+++ Data in this exercise
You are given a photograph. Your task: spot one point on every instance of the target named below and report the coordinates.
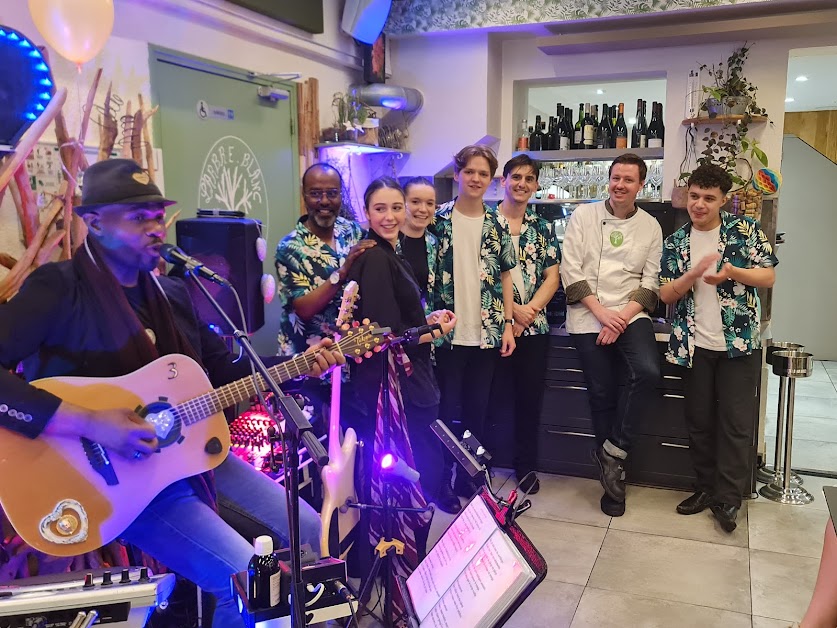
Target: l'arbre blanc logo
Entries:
(232, 179)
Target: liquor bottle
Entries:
(263, 575)
(523, 137)
(603, 139)
(535, 136)
(620, 129)
(578, 133)
(565, 130)
(588, 129)
(655, 138)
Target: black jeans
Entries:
(632, 360)
(521, 377)
(464, 375)
(720, 400)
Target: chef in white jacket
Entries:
(610, 272)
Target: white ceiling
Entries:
(542, 99)
(820, 90)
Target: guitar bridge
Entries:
(100, 461)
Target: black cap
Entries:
(118, 182)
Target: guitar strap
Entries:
(123, 334)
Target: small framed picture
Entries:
(374, 61)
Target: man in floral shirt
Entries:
(711, 268)
(535, 280)
(475, 252)
(313, 260)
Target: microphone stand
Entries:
(297, 429)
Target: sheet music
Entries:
(450, 556)
(484, 589)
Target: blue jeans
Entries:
(632, 360)
(185, 534)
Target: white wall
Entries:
(206, 28)
(804, 299)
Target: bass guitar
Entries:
(68, 496)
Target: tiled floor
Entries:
(653, 567)
(815, 419)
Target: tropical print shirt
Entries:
(496, 256)
(303, 263)
(742, 243)
(430, 244)
(538, 251)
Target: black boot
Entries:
(445, 499)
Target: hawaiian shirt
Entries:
(538, 251)
(430, 243)
(742, 243)
(303, 263)
(496, 256)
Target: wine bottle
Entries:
(535, 137)
(604, 136)
(589, 129)
(565, 130)
(523, 137)
(655, 139)
(620, 129)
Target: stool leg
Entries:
(785, 492)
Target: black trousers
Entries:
(464, 375)
(520, 376)
(720, 396)
(632, 359)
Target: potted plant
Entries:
(731, 91)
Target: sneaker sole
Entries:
(607, 489)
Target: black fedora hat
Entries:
(118, 182)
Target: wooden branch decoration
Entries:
(31, 137)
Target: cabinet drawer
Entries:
(563, 369)
(666, 416)
(565, 404)
(564, 449)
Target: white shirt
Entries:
(615, 256)
(517, 271)
(709, 330)
(467, 237)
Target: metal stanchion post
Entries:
(793, 365)
(775, 473)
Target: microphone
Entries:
(175, 255)
(413, 334)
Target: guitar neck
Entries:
(215, 401)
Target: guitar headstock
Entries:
(361, 341)
(347, 304)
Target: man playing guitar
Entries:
(104, 314)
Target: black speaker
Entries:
(227, 246)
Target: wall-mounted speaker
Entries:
(227, 246)
(365, 19)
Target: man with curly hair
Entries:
(711, 269)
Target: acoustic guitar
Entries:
(68, 496)
(339, 521)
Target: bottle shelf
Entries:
(731, 119)
(603, 154)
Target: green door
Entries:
(224, 147)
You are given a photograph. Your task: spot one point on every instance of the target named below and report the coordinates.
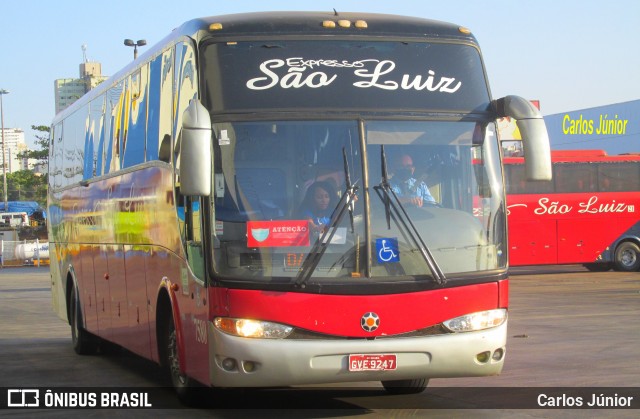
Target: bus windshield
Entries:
(278, 189)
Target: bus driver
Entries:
(406, 187)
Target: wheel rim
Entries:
(628, 257)
(174, 359)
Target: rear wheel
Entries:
(84, 343)
(627, 257)
(405, 386)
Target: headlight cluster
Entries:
(477, 321)
(247, 328)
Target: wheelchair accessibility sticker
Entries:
(387, 250)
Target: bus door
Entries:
(534, 244)
(582, 240)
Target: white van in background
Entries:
(14, 219)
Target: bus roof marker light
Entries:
(329, 24)
(361, 24)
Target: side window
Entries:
(185, 90)
(75, 133)
(94, 147)
(160, 113)
(186, 84)
(113, 133)
(619, 177)
(195, 252)
(576, 177)
(134, 146)
(57, 158)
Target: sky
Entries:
(568, 54)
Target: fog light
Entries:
(229, 364)
(249, 366)
(498, 354)
(483, 357)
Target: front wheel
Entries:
(84, 343)
(627, 257)
(185, 387)
(405, 386)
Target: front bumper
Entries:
(245, 362)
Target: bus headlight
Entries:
(477, 321)
(247, 328)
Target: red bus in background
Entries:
(588, 214)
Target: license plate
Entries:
(372, 362)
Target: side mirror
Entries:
(195, 151)
(535, 140)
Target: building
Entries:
(14, 144)
(68, 91)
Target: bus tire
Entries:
(405, 386)
(627, 257)
(184, 386)
(84, 343)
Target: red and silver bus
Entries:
(175, 190)
(589, 214)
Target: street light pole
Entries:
(4, 161)
(135, 45)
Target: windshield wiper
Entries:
(317, 251)
(386, 193)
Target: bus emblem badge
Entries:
(370, 321)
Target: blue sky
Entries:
++++++
• [What the task asks]
Copy, from the lines above, each one that holds "jeans".

• [Output for this task]
Target: black jeans
Target: blue jeans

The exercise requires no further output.